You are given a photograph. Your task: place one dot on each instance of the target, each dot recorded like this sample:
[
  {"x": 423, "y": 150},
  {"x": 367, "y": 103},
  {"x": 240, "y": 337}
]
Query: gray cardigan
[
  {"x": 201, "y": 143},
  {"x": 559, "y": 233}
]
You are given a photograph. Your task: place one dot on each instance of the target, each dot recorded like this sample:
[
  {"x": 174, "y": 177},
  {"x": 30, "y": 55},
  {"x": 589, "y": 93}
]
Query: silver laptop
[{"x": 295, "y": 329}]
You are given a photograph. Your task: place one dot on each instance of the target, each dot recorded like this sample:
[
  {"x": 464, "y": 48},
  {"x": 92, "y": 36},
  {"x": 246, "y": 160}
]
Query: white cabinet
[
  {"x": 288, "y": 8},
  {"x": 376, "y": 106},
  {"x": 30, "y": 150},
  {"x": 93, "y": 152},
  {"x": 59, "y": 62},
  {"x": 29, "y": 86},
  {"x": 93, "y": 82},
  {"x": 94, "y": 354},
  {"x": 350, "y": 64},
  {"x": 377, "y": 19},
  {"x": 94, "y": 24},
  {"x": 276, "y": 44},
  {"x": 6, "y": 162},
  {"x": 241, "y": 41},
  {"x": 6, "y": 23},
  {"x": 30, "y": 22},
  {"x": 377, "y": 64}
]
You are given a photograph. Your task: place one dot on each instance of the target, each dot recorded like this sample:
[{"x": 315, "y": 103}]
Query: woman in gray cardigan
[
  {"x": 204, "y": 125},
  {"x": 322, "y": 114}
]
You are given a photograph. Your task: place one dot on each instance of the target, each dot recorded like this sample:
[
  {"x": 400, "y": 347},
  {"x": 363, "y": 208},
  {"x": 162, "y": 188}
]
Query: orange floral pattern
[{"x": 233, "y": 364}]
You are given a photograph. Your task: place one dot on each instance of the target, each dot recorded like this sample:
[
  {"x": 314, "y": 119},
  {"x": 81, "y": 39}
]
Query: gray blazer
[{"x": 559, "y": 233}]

============

The task: Repeat the data in its entirety, character for character.

Problem solution:
You are given a photograph. Your task: place one dot on each instance of the target, each dot recorded like this sample:
[
  {"x": 423, "y": 150},
  {"x": 367, "y": 103},
  {"x": 240, "y": 337}
]
Query: gray cardigan
[
  {"x": 201, "y": 143},
  {"x": 559, "y": 233}
]
You are given a photograph. Your task: place one dot on each instance of the target, each dot recorded like this sample:
[
  {"x": 174, "y": 177},
  {"x": 30, "y": 55},
  {"x": 589, "y": 93}
]
Query: silver laptop
[{"x": 295, "y": 329}]
You are given a photograph. Your task: place one dot on each instance of the target, each dot recorded like this sample:
[
  {"x": 464, "y": 48},
  {"x": 92, "y": 36},
  {"x": 246, "y": 160}
]
Query: white cabinet
[
  {"x": 288, "y": 8},
  {"x": 376, "y": 106},
  {"x": 30, "y": 150},
  {"x": 93, "y": 152},
  {"x": 59, "y": 62},
  {"x": 29, "y": 86},
  {"x": 93, "y": 82},
  {"x": 94, "y": 354},
  {"x": 350, "y": 64},
  {"x": 377, "y": 19},
  {"x": 94, "y": 24},
  {"x": 276, "y": 44},
  {"x": 6, "y": 162},
  {"x": 241, "y": 41},
  {"x": 6, "y": 23},
  {"x": 30, "y": 22},
  {"x": 377, "y": 64}
]
You are given a photograph. Your task: place one dot on each instance of the target, each dot recorded like this sample:
[{"x": 315, "y": 103}]
Query: woman in gray cardigan
[
  {"x": 204, "y": 125},
  {"x": 322, "y": 114}
]
You are given a photograph. Your task: place one dot on each instance of the target, each dot recorded like this sample:
[
  {"x": 400, "y": 347},
  {"x": 363, "y": 208},
  {"x": 162, "y": 188}
]
Query: orange floral pattern
[{"x": 233, "y": 364}]
You are given a photograph. Your task: place one dot on each instance of the target, each dot recorded like this sample:
[
  {"x": 314, "y": 119},
  {"x": 81, "y": 39}
]
Query: gray blazer
[{"x": 559, "y": 233}]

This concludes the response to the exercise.